Objective
Repeat all of the rows below, changing every "put a marker on" to "place a point on" and leaving everything else as it is.

Data for this exercise
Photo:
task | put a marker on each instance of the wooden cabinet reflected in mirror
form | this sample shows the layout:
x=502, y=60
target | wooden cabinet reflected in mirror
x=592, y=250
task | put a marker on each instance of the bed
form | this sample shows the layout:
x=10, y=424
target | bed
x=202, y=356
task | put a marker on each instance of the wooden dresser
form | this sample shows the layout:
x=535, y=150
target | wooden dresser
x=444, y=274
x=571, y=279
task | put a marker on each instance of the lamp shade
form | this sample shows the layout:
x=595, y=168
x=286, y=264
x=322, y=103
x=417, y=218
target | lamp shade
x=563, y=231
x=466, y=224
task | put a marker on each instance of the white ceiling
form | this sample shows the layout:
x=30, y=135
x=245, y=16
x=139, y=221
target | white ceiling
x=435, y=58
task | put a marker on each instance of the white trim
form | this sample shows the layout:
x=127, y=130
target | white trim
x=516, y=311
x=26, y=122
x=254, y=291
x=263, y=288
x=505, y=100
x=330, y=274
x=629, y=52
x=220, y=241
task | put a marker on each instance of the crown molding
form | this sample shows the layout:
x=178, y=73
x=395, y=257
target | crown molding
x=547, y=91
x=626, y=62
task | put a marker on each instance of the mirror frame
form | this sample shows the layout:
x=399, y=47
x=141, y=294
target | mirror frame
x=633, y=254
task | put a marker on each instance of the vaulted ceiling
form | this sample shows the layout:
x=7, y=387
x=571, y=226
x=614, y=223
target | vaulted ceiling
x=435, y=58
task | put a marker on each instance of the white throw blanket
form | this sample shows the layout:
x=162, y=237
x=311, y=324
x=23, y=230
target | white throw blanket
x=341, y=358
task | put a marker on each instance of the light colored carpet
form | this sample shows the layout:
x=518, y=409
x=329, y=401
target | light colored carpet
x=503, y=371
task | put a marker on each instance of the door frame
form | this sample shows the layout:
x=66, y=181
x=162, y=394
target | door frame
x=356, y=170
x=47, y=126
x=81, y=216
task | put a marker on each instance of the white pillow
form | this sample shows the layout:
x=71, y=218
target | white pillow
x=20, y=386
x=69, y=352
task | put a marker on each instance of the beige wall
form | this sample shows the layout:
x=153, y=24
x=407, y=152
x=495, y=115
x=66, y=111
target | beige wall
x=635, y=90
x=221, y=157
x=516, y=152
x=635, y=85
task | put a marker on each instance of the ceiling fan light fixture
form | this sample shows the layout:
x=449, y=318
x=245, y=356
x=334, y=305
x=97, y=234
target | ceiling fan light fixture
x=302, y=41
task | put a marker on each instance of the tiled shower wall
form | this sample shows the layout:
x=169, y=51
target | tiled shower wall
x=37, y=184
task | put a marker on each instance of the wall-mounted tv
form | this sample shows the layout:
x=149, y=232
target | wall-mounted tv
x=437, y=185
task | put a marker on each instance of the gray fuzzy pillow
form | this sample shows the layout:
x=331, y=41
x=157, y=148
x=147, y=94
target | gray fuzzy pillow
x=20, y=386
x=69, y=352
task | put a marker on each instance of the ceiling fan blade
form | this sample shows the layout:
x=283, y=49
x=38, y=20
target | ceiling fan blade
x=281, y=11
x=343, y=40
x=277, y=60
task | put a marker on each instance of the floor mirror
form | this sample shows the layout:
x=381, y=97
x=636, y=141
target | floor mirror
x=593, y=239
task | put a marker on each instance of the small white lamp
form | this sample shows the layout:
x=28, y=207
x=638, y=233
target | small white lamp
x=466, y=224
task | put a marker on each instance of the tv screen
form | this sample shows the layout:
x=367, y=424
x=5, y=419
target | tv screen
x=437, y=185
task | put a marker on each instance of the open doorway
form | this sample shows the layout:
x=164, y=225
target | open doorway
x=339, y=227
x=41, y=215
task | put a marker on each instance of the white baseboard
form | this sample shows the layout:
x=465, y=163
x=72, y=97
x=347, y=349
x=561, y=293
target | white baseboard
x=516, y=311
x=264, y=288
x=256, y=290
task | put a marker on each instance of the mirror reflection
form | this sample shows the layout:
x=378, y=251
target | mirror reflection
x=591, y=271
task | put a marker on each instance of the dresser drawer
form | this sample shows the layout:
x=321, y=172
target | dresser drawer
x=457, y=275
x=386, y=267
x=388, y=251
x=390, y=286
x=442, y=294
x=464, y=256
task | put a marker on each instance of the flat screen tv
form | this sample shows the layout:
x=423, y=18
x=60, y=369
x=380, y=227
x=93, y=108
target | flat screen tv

Exercise result
Photo:
task | place a point on each instance of the wooden cabinet reflected in mirror
form | this sample shows the layout:
x=502, y=60
target | wooden cabinet reflected in mirror
x=592, y=250
task | place a point on each instance of the bed
form | this sample shows the layout:
x=10, y=424
target | bed
x=202, y=356
task | place a point on each instance of the wooden dresser
form | this sample shows the layout:
x=535, y=150
target | wooden dresser
x=444, y=274
x=571, y=279
task | place a point on each instance of the lamp shade
form | this sample shows the layout:
x=595, y=168
x=286, y=264
x=322, y=103
x=417, y=218
target | lamp shade
x=563, y=231
x=466, y=224
task | place a point on each instance of the white ceiling
form | this sample shows the layout:
x=30, y=135
x=245, y=16
x=139, y=221
target | white ceiling
x=435, y=58
task | place a point on each instance of the white trim
form | this sample shows the layout:
x=127, y=130
target | white trim
x=516, y=311
x=26, y=122
x=254, y=291
x=263, y=288
x=505, y=100
x=330, y=274
x=629, y=52
x=220, y=241
task | place a point on each instance of the crown molding
form | this sample shows the layout:
x=178, y=73
x=395, y=257
target | crown molding
x=547, y=91
x=626, y=62
task | place a point on each instance of the mirror frame
form | this sample shows the layout:
x=399, y=47
x=141, y=294
target | mirror frame
x=633, y=254
task | place a point on each instance of the vaulted ceiling
form | this sample shows the layout:
x=7, y=387
x=571, y=226
x=614, y=223
target | vaulted ceiling
x=435, y=58
task | place a point on each instance of the white throw blanket
form | this sample shows the layout:
x=162, y=237
x=311, y=324
x=23, y=230
target | white throw blanket
x=341, y=358
task | place a point on each instance of the light colored carpet
form | this sample shows the layout:
x=518, y=409
x=329, y=401
target | light colored carpet
x=503, y=371
task | place a point on each instance of the door frame
form | this sample shows the layout:
x=66, y=181
x=162, y=394
target | door frame
x=356, y=170
x=47, y=126
x=81, y=216
task | place a point on each instance of the white pillow
form | this sample shows the layout:
x=71, y=218
target | white pillow
x=20, y=386
x=69, y=352
task | place a point on each instance of the beige wall
form | this sample shows the layout:
x=153, y=24
x=407, y=152
x=495, y=115
x=66, y=111
target | beige wall
x=635, y=90
x=221, y=157
x=516, y=152
x=635, y=85
task | place a point on each instance of the ceiling fan light fixture
form | this sample shows the layout:
x=449, y=318
x=245, y=356
x=334, y=305
x=97, y=234
target | ceiling fan light fixture
x=302, y=41
task | place a point on each instance of the tiled shower wall
form | this sample shows the layout:
x=169, y=51
target | tiled shower wall
x=37, y=184
task | place a point on each instance of the wall-mounted tv
form | this sample shows the layout:
x=149, y=232
target | wall-mounted tv
x=437, y=185
task | place a point on each instance of the gray fuzzy pillow
form | this sample shows the layout:
x=331, y=41
x=157, y=148
x=147, y=94
target | gray fuzzy pillow
x=20, y=386
x=69, y=352
task | place a point on each instance of the ceiling fan blade
form | this sample shows the layout:
x=283, y=49
x=38, y=20
target | ceiling fan blade
x=281, y=11
x=343, y=40
x=277, y=60
task | place a point on each instance of the floor mirror
form | this sample shows the layout:
x=381, y=97
x=636, y=141
target | floor mirror
x=593, y=239
task | place a point on each instance of the small white lamp
form | this sample shows the layout:
x=28, y=207
x=638, y=233
target | small white lamp
x=466, y=224
task | place a point on each instance of the tv screen
form | this sample shows the layout:
x=367, y=424
x=5, y=419
target | tv screen
x=437, y=185
task | place a point on each instance of the open doorway
form | this sample shows the layout:
x=164, y=225
target | open doorway
x=339, y=227
x=41, y=215
task | place a point on each instance of the white baseboard
form | this sample shows the layout:
x=465, y=163
x=72, y=97
x=347, y=349
x=561, y=293
target | white baseboard
x=516, y=311
x=264, y=288
x=256, y=290
task | place a point on each instance of the mirror reflection
form | this sample shows the layout:
x=378, y=251
target | mirror reflection
x=591, y=271
task | place a point on each instance of the dresser drawer
form | this sample shows the layout:
x=321, y=172
target | dresser drawer
x=457, y=275
x=386, y=267
x=388, y=251
x=390, y=286
x=442, y=294
x=464, y=256
task | place a point on each instance of the flat screen tv
form | this sample shows the layout:
x=423, y=18
x=60, y=369
x=380, y=227
x=93, y=108
target | flat screen tv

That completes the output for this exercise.